- _Exercises_
**A.** Rewrite the part of the study summary between "Purpose of the" and "and prompt-dependent methods.", inclusive, replacing "prompt-free" with "prompt-independent".
**B.** Answer these questions from the study summary:
(i) How many radiologist-annotated CTPA reports were used to develop PECertainty?
(ii) What F1-score did PECertainty reach in external validation?
(iii) What is named as a key future direction for PECertainty?

- _Source extract_
-- Opening Marker --

Purpose of the Study:

  • To develop a prompt-free, data-efficient method for assessing PE diagnostic certainty in CTPA reports.
  • To evaluate the performance of small pretrained language models against advanced large language models (LLMs).
  • To compare a novel model, PECertainty, with existing prompt-free and prompt-dependent methods.

Main Methods:

  • Developed PECertainty, a lightweight, prompt-free model, using 173 CTPA reports annotated by radiologists.
  • Compared PECertainty with baseline prompt-free methods (SVM, Random Forest, RoBERTa) and LLM-based methods (Gemma, Llama, GPT-3.5).
  • Conducted sensitivity analyses with limited training data (1-10 examples/category) and external validation on 420 reports.

Main Results:

  • PECertainty demonstrated comparable or superior performance to top prompt-dependent LLMs and all prompt-free baselines.
  • In few-shot settings (10 examples/category), PECertainty (F1-score 0.80) outperformed GPT-3.5 fine-tuning (0.74) and in-context learning (0.65).
  • External validation showed good generalization (F1-score 0.77); however, radiologists found PECertainty less interpretable than fine-tuned GPT-3.5.

Conclusions:

  • PECertainty provides accurate, data-efficient assessment of diagnostic certainty from free-text CTPA reports, especially in low-resource settings.
  • As an open-source alternative to proprietary LLMs, PECertainty can enhance communication between radiologists and referring physicians.
  • Improving model interpretability is a key future direction for PECertainty.

-- Closing Marker --

- _Recorded data_

-- Opening Marker --

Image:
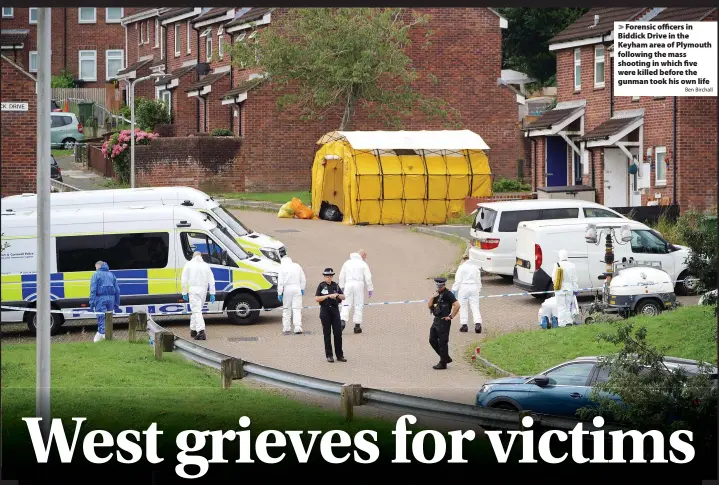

-- Closing Marker --

- _Your written answers_
**A.**
Purpose of the Study:

  • To develop a prompt-independent, data-efficient method for assessing PE diagnostic certainty in CTPA reports.
  • To evaluate the performance of small pretrained language models against advanced large language models (LLMs).
  • To compare a novel model, PECertainty, with existing prompt-independent and prompt-dependent methods.

**B.**
(i) 173
(ii) 0.77
(iii) Improving model interpretability